◆ DATA EXCERPTS
----

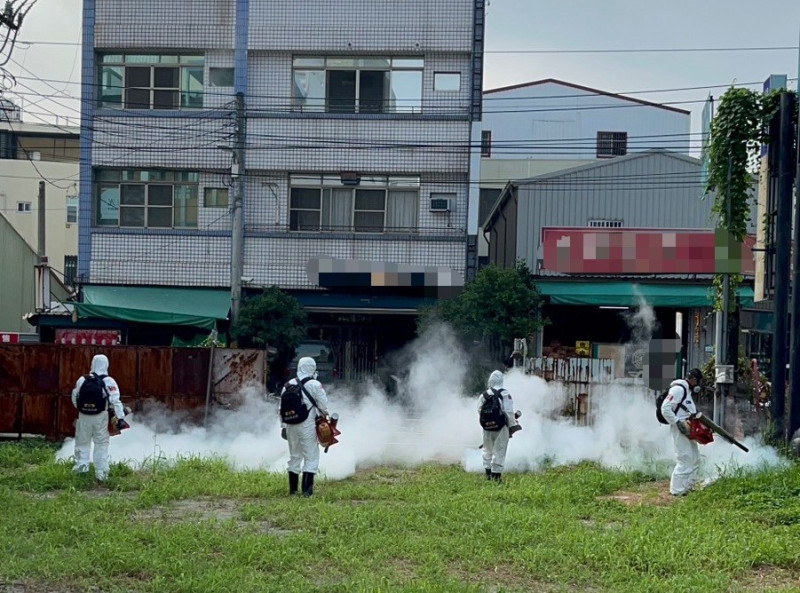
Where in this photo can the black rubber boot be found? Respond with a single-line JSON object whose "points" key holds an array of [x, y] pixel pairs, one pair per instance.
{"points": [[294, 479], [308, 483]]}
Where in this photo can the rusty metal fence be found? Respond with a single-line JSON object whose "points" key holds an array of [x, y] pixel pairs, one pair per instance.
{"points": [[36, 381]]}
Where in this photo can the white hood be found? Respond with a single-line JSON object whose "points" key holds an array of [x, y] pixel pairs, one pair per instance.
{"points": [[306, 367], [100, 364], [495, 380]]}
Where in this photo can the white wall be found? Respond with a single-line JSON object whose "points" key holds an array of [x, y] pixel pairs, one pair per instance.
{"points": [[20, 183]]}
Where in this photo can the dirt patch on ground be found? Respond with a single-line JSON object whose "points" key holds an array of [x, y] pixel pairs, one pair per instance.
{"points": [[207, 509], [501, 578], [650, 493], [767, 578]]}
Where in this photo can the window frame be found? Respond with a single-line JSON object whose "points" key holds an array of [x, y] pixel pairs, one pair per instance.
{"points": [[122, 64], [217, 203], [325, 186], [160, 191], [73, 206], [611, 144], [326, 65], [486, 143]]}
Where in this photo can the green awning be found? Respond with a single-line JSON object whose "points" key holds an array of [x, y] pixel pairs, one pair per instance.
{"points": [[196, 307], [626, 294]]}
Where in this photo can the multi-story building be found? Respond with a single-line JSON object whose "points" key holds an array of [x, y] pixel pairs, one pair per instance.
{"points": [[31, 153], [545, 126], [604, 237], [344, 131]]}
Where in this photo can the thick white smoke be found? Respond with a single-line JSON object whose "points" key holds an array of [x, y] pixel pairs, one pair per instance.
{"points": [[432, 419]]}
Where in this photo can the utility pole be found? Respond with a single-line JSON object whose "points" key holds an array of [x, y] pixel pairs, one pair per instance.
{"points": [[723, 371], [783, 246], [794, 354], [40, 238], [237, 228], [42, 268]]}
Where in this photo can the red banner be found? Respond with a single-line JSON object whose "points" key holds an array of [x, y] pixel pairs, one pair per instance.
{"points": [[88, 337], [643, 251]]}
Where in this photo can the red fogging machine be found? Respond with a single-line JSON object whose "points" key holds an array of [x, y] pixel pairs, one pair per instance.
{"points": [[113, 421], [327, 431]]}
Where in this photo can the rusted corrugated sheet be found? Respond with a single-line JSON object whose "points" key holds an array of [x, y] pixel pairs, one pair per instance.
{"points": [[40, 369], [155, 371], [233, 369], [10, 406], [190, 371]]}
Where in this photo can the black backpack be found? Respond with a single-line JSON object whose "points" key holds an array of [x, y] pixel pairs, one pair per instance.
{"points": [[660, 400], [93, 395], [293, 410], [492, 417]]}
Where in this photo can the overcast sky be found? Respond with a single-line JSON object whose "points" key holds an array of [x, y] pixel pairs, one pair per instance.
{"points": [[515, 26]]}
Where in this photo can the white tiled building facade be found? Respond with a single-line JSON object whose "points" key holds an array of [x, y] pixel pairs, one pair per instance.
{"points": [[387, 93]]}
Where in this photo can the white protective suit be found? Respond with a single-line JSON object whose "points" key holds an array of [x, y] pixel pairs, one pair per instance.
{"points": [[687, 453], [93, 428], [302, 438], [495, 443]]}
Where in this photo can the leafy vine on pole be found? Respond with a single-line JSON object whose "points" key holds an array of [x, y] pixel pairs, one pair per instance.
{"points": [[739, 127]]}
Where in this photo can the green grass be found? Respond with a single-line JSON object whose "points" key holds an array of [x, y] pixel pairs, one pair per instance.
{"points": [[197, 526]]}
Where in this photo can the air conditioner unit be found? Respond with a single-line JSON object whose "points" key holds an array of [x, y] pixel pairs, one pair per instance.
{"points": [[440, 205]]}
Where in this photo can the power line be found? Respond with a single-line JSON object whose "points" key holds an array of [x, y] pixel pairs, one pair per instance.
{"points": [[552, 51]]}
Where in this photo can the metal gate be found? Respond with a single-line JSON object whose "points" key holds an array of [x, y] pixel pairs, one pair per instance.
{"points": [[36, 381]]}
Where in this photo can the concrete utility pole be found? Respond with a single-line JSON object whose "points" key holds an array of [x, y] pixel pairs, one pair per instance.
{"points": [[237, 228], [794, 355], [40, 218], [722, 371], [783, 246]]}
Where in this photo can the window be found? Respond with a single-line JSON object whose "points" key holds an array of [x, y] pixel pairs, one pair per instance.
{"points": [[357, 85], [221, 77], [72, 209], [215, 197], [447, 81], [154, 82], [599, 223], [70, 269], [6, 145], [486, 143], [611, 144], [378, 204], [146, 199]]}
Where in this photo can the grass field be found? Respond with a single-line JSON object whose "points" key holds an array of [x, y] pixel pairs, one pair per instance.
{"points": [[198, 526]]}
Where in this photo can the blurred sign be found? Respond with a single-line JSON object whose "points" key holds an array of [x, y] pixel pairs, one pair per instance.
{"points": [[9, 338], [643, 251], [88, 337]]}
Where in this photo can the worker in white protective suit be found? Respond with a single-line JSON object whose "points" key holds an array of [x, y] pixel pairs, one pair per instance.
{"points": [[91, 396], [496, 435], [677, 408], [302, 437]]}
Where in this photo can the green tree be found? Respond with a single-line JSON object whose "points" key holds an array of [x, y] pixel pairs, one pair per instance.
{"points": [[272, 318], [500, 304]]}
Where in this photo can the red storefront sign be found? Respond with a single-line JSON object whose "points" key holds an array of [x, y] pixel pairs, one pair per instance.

----

◆ TASK DIRECTIONS
After removing the pictures, transcribe the listing above exactly.

◆ RESPONSE TO THIS TASK
Where in this photo can the black rubber boot be found? Respond with a single-line JSON object whose "points" key holds an array of [x, y] pixel pairs, one pair per instance.
{"points": [[294, 479], [308, 483]]}
Where in this photo can the rusty metal fence be found? Respond with a single-line JSON object whose "points" key holds an array of [x, y] pixel pairs, one pair per instance.
{"points": [[36, 381]]}
Where in this photo can the white hood be found? Respond with a single-line JSON object whose "points" key holds an array of [x, y] pixel pairs, one pair per instance.
{"points": [[306, 367], [100, 364], [495, 380]]}
Where in this photo can the white wall be found? Respond with a single-line JSON object whose "points" key holds an array of [x, y] pixel pairs, one pair per instance.
{"points": [[20, 183]]}
Where in this photo can the dirt patch on ground be found? Respond with a single-line JSON object whose "points" key holds an array of [x, y] pixel pairs, one pair per instance.
{"points": [[207, 509], [501, 578], [650, 493], [767, 578]]}
Where in this photo can the window frame be found? Respond with a single-line JSON object whose "points" key holds an array of [x, y] pixel pairs, one pair per instance.
{"points": [[122, 64], [217, 203], [325, 186], [160, 191], [73, 206], [611, 144], [326, 65], [486, 143]]}
Where in this photo can the green awning be found? Respond with a single-line JSON object whose "points" key holds an array of [x, y] pixel pairs, one pair per instance.
{"points": [[196, 307], [626, 294]]}
Where in this photo can the multi-story building be found? Respond with a single-line JSON object whose "points" key holds an array of [x, y] pixel pairs, one pair per instance.
{"points": [[31, 153], [545, 126], [604, 237], [344, 131]]}
Where in this photo can the thick white smoke be found? Respond with a single-line JSON object whose "points" key holds an array of [x, y] pixel pairs, one pair per instance.
{"points": [[432, 419]]}
Where in this photo can the utility pole be found? Respond with a single-line JSON object whose "points" key holds an array of [x, y] pixel pairs, one pair per instance.
{"points": [[723, 371], [783, 246], [794, 354], [40, 238], [237, 228], [42, 268]]}
Where in this photo can the red banner be found? Respond with a single-line JSON object whose "points" key holds an array of [x, y] pixel pairs, one pair per instance.
{"points": [[88, 337], [643, 251]]}
Where in this photo can the red fogging machine be found? Respond with a single-line JSON object whose "points" key holds an array of [x, y] pixel pairs, one pair per instance.
{"points": [[113, 421], [327, 431]]}
Where in this photo can the rusted corrugated sheet be found? Respond with a single-line JSON object whose "points" key holds an array of [x, y] pixel pairs, one pair per instance.
{"points": [[40, 369], [155, 371], [233, 369], [10, 406], [190, 371]]}
Where in this photo can the black backpack be found? Respond with a single-line JSON object whose "points" key holds an array of [x, y] pixel pairs, one pair per instance.
{"points": [[660, 400], [93, 395], [293, 410], [492, 417]]}
Where in this photo can the overcast sky be found? Respond with a single-line JSON object whose "points" key holds an array of [x, y] pixel pairs, one pair per instance.
{"points": [[515, 26]]}
Where in this photo can the white tiled building facade be found? Respond with a single-line JSON object whose "points" key holds an array of [x, y] pixel pairs, one pair per instance.
{"points": [[387, 93]]}
Where in this photo can the white protective suit be found? Respond with a single-line JSON object whose "points" key holds an array of [x, y] pixel pairs, one pair per instance.
{"points": [[687, 453], [93, 428], [302, 438], [495, 443]]}
Where in this photo can the leafy vine on pole be found? Respond with a single-line JSON object whose "points" key holds an array of [x, y] pixel pairs, one pair per instance.
{"points": [[739, 127]]}
Where in this photo can the green grass be found? Respond with a single-line JSON object whose "points" key holds an array of [x, y] pixel pairs, one pair per instance.
{"points": [[197, 526]]}
Where in this photo can the air conditioner unit be found? Respond with a single-line JSON object whose "points" key holds an array of [x, y] pixel pairs, one pair per instance.
{"points": [[440, 205]]}
Where in this photo can the power line be found? Respond with a single-line JSON object whose "points" key holds an array of [x, y] pixel pairs, one pair per instance.
{"points": [[552, 51]]}
Where in this photo can the metal gate be found? Respond with a single-line JSON object whose "points" key holds an array of [x, y] pixel pairs, one pair per instance.
{"points": [[36, 381]]}
Where in this photo can the concrete utility pole be found? Respond with a single-line JSON object whose "points" key holds an array of [x, y] pixel pairs, one pair per instance.
{"points": [[237, 228], [794, 355], [40, 218], [722, 371], [783, 246]]}
Where in this photo can the window be found? Respond with a single-line JSON object whose "points" key holds an array of [x, y] pixel pairs, one pair per instance.
{"points": [[357, 85], [221, 77], [72, 209], [215, 197], [447, 81], [154, 82], [599, 223], [70, 269], [6, 145], [486, 143], [611, 144], [378, 204], [146, 199]]}
Where in this photo can the grass field be found? Respond with a single-line JSON object whose "points" key holds an array of [x, y] pixel pairs, one pair per instance.
{"points": [[198, 526]]}
Where in this photo can the blurred sign be found? Respond with a single-line JSON object whose "points" key holds an array of [x, y] pixel pairs, one pair per instance.
{"points": [[9, 338], [643, 251], [88, 337]]}
Where in this photo can the worker in white protective suit be found? Respond with a single-line JSON object whose "points" key holds an array of [x, y] pixel pairs, one pair per instance.
{"points": [[91, 396], [496, 435], [677, 408], [302, 437]]}
Where in this photo can the green tree be found? Respond with a single-line JSON object whose "points" key holds an array of [x, y] pixel pairs, one pair per instance.
{"points": [[272, 318], [500, 304]]}
Where in this photo can the red storefront sign be found? Respond with a single-line JSON object whose "points" key holds an array of [x, y] pixel pairs, one pair per instance.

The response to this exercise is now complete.